# EXCERPT PROVIDED:
════════
[Toybox] [PATCH] ls new option : b

Rich Felker dalias at libc.org
Fri Mar 11 17:37:54 PST 2016


On Fri, Mar 11, 2016 at 12:57:05AM -0600, Rob Landley wrote:
> On 03/09/2016 10:40 PM, Sameer Pradhan wrote:
> > Thanks for your comment Isaac.
> > 
> > I have modified the patch by addressing to your comments.
> > Please find the modified patch as attachment.
> 
> I'm already poking at ls to fix the date format posix thing mentioned
> earlier, but assuming this patch supercedes your first attempt, let's
> take a look...
> 
> You're not modifying strwidth, and ls with no arguments acts like ls -C
> when we have a tty, so "ls -b" is going to get column sizes wrong.
> 
> The heart of this patch is just 3 lines. I have more comments than lines.
> 
> +        for (b = sort[next]->name; *b; b++)
> +            if (isgraph(*b)) fputc(*b, stdout);
> +         else printf("\\%3hho", *b);
> 
> 1) You need to say %03 or you'll have "\ 52" with a space in it.
> 
> 2) You're not escaping \ so you can't distinguish between a file called "\033"
> and a file containing an escape character.
> 
> 3) What does the "hh" accomplish exactly?
════════
# GIVEN INFORMATION:

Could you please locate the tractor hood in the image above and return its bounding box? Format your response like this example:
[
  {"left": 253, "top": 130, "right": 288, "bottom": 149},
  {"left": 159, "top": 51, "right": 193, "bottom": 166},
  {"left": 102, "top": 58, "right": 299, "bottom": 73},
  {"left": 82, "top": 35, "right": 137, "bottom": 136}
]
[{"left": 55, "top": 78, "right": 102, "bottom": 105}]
════════
# EXERCISE TASK 1:
Retype the part of the Toybox ls patch message between "On Fri, Mar" and "patch as attachment.", inclusive.
# EXERCISE TASK 2:
Summarize the Toybox ls patch message in two sentences.

# FINAL ANSWER 1:
On Fri, Mar 11, 2016 at 12:57:05AM -0600, Rob Landley wrote:
> On 03/09/2016 10:40 PM, Sameer Pradhan wrote:
> > Thanks for your comment Isaac.
> > 
> > I have modified the patch by addressing to your comments.
> > Please find the modified patch as attachment.

# FINAL ANSWER 2:
Rob Landley reviews Sameer Pradhan's revised patch adding a -b option to ls, pointing out that it doesn't modify strwidth, so "ls -b" will get column sizes wrong when ls acts like ls -C on a tty. On the three core lines, he says the format needs %03 to avoid a space, notes that not escaping \ makes a file called "\033" indistinguishable from one containing an escape character, and asks what the "hh" accomplishes.